▸ **Task brief**:
Rewrite the records below as a two-column CSV with columns named request and points. Give one row per record, holding the request text and its answer, each in one quoted field with line breaks replaced by spaces.

▸ **Provided records**:
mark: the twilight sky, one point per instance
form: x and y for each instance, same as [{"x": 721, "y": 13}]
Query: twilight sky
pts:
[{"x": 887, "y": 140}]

▸ **The result**:
request,points
"mark: the twilight sky, one point per instance form: x and y for each instance, same as [{""x"": 721, ""y"": 13}] Query: twilight sky pts:","[{""x"": 887, ""y"": 140}]"